* _Instructions to follow_
Please state what Excel functionality Gil is trying to reproduce, according to the forum post about daylight savings time below.
-- START Document segment --
Posted by Gil on 06/21/07 18:13

On Jun 21, 1:42 pm, Gil <gilbert.mil...@gmail.com> wrote:
> I'm trying to mimic the functionality of netdaysworked in excel. The
> code below works, except when the date starts during daylight savings
> time. what is the number of seconds in a day for a daylight savings
> day?
>
> thanks,
> gil
>
> for ($dayval = $startdate; $dayval <=$enddate; $dayval+=$oneday){
> if (date(I,$dayval)==0){
> echo("daylight savings time<br>");
> }
>
> if(date(w,$dayval)==0){
> $daysworked = $daysworked+0;
> }
> elseif(date(w,$dayval)==6){
> $daysworked = $daysworked+0;
> }
> else{
> $daysworked++;
> }
> echo("first day: ".$dayval." number of days ".($dayval/86400)."
-- END Document segment --
-- START Given information --
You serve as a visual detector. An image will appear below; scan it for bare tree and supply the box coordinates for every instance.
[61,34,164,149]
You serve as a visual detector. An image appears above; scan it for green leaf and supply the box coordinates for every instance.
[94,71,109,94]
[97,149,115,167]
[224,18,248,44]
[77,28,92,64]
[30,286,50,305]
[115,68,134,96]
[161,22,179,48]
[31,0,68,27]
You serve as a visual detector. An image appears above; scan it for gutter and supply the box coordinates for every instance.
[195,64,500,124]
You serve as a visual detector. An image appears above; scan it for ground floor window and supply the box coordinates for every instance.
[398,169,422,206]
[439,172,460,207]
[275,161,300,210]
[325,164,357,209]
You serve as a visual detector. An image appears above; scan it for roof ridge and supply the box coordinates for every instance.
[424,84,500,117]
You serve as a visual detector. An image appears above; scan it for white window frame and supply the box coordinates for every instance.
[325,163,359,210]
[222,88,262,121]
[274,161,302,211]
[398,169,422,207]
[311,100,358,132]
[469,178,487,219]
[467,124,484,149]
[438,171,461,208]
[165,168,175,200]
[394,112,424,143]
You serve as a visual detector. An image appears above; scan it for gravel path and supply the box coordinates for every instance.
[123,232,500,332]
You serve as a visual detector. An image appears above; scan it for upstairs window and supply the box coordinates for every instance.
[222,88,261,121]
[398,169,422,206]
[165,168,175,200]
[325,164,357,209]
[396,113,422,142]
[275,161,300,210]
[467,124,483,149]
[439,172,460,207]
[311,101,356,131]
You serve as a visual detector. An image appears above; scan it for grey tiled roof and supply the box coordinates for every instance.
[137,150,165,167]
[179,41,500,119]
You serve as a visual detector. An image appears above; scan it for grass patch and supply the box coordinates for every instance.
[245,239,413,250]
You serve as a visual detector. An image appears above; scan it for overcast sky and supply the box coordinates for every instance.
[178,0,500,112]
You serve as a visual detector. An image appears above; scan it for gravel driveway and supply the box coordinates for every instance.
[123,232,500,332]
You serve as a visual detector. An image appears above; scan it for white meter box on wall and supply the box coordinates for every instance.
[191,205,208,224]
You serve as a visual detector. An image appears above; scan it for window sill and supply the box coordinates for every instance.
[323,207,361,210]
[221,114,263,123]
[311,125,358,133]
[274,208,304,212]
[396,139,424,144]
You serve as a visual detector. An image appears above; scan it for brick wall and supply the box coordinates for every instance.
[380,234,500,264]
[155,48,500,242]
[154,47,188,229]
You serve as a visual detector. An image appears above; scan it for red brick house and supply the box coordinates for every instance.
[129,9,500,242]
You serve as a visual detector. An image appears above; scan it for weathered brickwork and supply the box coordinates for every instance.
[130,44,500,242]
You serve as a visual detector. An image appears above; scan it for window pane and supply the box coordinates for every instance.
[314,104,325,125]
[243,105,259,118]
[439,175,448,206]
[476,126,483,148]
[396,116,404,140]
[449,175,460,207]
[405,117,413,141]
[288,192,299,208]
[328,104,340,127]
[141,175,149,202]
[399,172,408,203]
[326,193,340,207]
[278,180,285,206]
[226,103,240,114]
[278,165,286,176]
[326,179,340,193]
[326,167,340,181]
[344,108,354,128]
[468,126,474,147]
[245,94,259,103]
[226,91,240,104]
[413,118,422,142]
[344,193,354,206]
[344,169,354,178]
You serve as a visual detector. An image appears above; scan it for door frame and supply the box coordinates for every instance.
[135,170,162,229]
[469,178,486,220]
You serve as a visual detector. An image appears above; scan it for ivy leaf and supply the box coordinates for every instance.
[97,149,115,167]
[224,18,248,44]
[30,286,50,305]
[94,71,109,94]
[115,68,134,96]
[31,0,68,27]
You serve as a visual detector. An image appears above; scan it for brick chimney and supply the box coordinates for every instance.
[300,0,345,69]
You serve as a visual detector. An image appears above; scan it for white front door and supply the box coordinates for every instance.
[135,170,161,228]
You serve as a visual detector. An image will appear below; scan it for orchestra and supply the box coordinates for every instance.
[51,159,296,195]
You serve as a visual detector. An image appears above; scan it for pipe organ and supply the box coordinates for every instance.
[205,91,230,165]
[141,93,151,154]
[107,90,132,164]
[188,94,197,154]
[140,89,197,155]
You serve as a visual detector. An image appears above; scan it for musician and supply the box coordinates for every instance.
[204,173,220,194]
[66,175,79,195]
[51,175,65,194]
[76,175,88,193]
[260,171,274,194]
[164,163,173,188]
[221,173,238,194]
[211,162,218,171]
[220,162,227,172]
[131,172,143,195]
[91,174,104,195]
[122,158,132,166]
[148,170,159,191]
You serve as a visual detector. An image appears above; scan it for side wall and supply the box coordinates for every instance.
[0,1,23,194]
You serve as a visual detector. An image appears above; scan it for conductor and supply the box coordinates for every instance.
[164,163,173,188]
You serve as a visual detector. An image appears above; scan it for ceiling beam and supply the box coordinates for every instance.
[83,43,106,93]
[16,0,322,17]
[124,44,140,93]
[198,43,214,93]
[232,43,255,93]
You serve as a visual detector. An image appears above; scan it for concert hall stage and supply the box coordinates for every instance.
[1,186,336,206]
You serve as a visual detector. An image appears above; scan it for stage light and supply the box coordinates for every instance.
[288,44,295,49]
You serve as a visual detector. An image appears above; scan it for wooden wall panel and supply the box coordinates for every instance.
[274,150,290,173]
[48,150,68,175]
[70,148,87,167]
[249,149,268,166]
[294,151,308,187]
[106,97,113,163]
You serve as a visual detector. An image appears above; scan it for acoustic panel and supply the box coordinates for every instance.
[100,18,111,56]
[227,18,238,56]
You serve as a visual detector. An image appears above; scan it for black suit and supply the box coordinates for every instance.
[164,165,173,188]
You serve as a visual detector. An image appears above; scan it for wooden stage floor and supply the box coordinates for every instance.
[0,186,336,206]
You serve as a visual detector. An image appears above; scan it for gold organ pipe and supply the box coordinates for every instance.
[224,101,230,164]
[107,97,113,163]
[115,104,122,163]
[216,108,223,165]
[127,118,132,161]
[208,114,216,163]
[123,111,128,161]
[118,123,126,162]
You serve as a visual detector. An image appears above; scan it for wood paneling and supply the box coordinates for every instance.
-- END Given information --
* _Solution to this exercise_
The functionality of netdaysworked.